%%

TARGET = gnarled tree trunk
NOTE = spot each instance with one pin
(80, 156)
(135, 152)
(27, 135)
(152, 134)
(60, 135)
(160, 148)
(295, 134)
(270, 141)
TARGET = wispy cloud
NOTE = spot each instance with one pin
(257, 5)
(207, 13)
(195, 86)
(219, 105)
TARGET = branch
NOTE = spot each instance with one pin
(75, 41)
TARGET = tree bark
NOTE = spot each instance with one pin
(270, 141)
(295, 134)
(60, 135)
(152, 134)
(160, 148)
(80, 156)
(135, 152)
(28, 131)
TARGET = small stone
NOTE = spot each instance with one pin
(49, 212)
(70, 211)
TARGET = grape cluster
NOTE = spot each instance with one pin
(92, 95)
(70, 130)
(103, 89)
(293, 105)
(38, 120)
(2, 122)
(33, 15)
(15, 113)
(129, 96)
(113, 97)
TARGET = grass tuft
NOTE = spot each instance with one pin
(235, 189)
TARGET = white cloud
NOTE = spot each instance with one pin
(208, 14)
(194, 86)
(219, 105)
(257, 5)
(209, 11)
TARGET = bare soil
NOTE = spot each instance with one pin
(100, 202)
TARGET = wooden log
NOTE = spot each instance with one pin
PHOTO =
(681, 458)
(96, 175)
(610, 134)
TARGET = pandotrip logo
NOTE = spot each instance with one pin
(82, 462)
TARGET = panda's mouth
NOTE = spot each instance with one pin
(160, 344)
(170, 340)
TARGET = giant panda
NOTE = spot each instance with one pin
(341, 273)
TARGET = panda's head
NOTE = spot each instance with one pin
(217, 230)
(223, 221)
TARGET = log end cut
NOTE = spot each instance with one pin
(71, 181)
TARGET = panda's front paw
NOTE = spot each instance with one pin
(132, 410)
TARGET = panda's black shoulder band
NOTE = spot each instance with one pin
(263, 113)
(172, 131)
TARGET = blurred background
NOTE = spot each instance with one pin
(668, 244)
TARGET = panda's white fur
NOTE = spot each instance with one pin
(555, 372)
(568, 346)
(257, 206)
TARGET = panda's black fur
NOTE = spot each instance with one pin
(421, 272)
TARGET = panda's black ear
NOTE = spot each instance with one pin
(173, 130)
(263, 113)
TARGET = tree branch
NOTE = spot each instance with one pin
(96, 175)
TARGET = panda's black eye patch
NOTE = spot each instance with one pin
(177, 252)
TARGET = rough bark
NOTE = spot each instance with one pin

%%

Directive:
Reproduce the entire listing above line for line, keeping every word, number and punctuation mark unchanged.

Full response:
TARGET = gnarled tree trunk
NOTE = spot each instance with one pin
(80, 156)
(135, 152)
(27, 135)
(152, 134)
(60, 135)
(160, 148)
(295, 134)
(270, 141)
TARGET = wispy cloud
NOTE = spot each instance with one pin
(257, 5)
(207, 13)
(195, 86)
(219, 105)
TARGET = branch
NOTE = spot each instance with one pin
(75, 41)
TARGET = tree bark
NOTE = spot each instance with one pin
(270, 141)
(295, 134)
(60, 135)
(152, 134)
(160, 148)
(80, 156)
(135, 152)
(28, 131)
TARGET = small stone
NOTE = spot each instance with one pin
(49, 212)
(70, 211)
TARGET = grape cluster
NOTE = spot each instance with one pin
(92, 95)
(70, 130)
(103, 89)
(293, 105)
(38, 120)
(2, 122)
(33, 15)
(15, 113)
(129, 96)
(113, 97)
TARGET = grass tuft
NOTE = spot each instance with one pin
(235, 189)
TARGET = white cloud
NOTE = spot each instance with one pin
(208, 14)
(194, 86)
(219, 105)
(257, 5)
(209, 11)
TARGET = bare soil
NOTE = spot each instance with one pin
(100, 202)
TARGET = wooden log
NOTE = spot each instance with one pin
PHOTO =
(681, 458)
(96, 175)
(610, 134)
TARGET = pandotrip logo
NOTE = spot each instance with one pin
(82, 462)
TARGET = panda's mouth
NOTE = spot each instance with one pin
(160, 344)
(170, 340)
TARGET = giant panda
NOTE = spot each instance with one pin
(341, 273)
TARGET = panda's head
NOTE = spot each instance with one pin
(217, 230)
(223, 221)
TARGET = log end cut
NOTE = spot each instance with one pin
(71, 181)
TARGET = panda's front paw
NOTE = spot each instance with one pin
(132, 410)
TARGET = panda's black shoulder band
NOTE = spot each instance with one pin
(263, 113)
(172, 131)
TARGET = blurred background
NOTE = spot each instance with one pin
(668, 244)
TARGET = panda's white fur
NOTE = spot each instance with one pin
(555, 372)
(568, 346)
(257, 206)
TARGET = panda's black fur
NOTE = spot each instance with one pin
(421, 272)
TARGET = panda's black ear
NOTE = spot each instance with one pin
(173, 130)
(263, 113)
TARGET = tree branch
NOTE = spot each instance with one pin
(96, 175)
TARGET = panda's black eye patch
NOTE = spot each instance with one pin
(177, 252)
TARGET = rough bark
NOTE = spot each instance with one pin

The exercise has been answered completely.